Source data
◆ ◆ ◆

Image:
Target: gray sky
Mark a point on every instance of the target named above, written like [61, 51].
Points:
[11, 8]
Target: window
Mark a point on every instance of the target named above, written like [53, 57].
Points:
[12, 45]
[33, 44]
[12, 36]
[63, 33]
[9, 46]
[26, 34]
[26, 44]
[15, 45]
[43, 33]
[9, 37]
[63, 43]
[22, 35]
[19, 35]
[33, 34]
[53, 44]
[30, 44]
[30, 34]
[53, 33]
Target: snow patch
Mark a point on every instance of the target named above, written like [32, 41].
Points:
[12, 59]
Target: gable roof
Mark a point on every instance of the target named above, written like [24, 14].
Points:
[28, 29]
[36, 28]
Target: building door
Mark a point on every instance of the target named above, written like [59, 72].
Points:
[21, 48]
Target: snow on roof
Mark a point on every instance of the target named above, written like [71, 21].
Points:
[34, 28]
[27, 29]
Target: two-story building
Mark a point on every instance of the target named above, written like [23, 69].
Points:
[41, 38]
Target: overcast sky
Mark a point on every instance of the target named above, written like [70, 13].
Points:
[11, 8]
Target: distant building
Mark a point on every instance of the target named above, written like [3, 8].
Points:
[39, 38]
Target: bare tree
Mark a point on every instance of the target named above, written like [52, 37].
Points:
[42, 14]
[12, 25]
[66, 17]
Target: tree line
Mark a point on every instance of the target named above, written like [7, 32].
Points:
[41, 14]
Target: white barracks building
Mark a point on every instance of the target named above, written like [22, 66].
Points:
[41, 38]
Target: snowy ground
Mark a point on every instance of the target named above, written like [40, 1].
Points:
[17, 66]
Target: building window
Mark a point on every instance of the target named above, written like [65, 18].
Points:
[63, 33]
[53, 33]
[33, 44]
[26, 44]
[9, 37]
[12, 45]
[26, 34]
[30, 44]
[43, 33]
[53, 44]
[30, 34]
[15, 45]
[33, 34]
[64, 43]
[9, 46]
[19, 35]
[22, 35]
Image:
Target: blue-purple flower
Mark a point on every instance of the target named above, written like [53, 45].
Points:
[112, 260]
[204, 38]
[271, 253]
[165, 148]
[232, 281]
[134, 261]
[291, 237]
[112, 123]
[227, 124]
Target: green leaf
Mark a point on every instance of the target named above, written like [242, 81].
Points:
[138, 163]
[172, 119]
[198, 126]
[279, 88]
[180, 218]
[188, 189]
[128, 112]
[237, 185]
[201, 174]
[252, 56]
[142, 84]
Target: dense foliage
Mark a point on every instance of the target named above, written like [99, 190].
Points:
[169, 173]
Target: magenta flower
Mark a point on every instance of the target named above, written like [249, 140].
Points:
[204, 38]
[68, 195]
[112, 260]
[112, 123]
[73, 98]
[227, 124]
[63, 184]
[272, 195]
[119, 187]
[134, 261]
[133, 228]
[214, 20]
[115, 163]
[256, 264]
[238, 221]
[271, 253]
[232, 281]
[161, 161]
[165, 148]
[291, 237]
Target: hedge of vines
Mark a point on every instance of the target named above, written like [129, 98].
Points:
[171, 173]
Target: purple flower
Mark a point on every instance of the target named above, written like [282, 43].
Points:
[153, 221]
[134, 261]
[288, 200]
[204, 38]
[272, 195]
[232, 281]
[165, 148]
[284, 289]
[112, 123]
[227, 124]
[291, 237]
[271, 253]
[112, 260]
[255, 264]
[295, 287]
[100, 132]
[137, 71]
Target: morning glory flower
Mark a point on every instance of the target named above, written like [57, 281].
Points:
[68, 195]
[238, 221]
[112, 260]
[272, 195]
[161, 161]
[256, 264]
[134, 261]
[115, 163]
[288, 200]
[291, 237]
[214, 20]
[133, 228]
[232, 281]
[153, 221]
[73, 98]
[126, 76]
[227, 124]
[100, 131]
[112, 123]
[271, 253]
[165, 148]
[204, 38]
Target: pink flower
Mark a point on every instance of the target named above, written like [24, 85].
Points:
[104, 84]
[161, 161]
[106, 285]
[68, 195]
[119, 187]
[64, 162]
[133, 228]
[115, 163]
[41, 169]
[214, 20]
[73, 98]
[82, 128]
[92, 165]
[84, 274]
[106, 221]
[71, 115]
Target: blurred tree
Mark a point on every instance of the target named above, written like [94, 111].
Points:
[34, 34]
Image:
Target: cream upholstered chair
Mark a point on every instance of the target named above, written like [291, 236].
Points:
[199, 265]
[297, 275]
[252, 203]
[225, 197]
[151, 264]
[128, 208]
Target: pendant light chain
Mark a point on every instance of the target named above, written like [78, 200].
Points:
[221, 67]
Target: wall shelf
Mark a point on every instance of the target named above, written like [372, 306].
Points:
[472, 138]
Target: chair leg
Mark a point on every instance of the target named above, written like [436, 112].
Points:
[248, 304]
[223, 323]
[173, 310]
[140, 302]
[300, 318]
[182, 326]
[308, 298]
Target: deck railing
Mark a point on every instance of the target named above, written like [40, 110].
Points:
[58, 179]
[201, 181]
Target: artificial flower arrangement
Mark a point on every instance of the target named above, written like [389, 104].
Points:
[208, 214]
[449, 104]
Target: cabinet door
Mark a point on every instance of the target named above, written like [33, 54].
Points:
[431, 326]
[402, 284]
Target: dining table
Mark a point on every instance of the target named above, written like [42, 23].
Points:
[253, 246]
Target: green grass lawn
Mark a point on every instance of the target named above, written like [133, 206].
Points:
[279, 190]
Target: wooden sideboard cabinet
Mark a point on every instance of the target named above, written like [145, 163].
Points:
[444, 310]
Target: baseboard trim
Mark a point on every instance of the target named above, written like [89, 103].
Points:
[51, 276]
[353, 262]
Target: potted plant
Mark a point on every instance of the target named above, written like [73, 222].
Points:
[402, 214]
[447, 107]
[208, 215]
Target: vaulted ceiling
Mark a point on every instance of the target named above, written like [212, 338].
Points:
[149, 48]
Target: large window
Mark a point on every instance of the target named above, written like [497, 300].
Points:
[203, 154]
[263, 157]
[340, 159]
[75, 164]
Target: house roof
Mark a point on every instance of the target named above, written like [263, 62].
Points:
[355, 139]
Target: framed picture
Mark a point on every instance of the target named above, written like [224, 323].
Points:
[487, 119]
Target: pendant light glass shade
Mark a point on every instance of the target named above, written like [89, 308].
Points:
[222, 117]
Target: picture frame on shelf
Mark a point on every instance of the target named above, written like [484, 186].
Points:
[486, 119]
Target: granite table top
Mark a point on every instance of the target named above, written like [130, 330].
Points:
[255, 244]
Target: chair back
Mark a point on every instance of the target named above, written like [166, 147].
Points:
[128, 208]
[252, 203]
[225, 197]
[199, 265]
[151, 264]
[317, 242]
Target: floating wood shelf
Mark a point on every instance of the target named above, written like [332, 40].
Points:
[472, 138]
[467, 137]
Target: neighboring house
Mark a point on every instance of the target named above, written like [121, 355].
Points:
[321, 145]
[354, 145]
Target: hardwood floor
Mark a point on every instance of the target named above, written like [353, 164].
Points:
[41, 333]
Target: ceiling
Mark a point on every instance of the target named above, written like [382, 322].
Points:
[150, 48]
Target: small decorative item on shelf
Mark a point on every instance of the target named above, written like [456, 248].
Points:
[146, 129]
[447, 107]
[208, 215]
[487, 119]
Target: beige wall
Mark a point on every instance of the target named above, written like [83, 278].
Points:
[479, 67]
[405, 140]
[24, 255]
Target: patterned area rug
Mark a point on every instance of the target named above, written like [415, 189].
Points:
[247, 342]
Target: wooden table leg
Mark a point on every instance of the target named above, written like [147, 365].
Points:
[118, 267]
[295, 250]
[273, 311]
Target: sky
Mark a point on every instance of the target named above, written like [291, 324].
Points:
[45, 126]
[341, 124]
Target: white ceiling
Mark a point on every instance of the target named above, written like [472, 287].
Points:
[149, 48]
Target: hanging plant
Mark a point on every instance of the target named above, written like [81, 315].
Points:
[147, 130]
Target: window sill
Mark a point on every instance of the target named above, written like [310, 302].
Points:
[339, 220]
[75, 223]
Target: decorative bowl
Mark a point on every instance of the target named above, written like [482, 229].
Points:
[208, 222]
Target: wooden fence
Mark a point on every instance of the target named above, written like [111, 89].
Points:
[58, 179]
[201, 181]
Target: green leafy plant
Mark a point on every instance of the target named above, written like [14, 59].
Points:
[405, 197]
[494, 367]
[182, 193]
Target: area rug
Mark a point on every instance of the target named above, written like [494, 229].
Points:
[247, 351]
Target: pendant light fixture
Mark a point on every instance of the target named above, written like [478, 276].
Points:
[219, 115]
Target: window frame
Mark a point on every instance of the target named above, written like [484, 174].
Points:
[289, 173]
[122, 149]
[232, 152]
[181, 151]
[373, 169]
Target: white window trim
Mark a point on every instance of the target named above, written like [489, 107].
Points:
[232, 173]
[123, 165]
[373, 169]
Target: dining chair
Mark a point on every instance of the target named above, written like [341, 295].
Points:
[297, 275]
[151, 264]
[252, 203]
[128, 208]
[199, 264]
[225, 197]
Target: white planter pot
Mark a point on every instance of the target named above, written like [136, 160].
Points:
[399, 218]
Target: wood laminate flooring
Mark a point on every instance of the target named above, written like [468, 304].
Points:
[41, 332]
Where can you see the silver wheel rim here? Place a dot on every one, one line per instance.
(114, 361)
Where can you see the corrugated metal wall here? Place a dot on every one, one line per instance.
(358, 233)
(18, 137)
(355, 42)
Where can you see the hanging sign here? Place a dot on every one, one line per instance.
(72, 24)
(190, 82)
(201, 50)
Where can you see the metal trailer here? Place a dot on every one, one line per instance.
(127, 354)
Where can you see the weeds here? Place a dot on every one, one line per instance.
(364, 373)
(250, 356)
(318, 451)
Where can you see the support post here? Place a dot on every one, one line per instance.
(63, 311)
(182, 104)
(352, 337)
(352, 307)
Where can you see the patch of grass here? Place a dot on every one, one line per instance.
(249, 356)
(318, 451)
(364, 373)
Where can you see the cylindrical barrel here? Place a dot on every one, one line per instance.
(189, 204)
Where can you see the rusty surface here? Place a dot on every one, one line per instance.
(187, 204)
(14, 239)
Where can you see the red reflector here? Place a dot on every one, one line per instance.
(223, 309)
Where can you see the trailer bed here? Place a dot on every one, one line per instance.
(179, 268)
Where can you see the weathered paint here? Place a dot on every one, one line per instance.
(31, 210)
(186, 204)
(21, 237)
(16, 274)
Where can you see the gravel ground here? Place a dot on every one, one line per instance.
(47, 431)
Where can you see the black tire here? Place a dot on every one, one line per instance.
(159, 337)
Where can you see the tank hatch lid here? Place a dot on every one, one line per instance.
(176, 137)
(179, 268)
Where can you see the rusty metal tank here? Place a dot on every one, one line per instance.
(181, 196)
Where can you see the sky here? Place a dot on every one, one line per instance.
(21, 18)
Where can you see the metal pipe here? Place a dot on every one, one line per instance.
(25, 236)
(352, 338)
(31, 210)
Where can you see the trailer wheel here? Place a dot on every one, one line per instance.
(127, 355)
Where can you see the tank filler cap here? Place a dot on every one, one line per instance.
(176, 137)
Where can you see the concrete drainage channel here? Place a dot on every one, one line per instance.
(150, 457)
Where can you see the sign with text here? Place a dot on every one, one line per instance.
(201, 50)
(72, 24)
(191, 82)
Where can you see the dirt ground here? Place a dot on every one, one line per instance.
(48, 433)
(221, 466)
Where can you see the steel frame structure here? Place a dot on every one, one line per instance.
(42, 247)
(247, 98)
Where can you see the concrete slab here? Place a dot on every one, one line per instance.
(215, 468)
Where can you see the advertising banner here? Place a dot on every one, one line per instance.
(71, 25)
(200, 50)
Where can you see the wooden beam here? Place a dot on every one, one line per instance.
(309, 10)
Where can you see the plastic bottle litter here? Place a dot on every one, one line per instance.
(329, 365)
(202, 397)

◆ ◆ ◆

# [What you will do]
The lines above that hold the word "table" are the ones to copy.

# [Task solution]
Target: dining table
Target: granite table top
Target: wooden table leg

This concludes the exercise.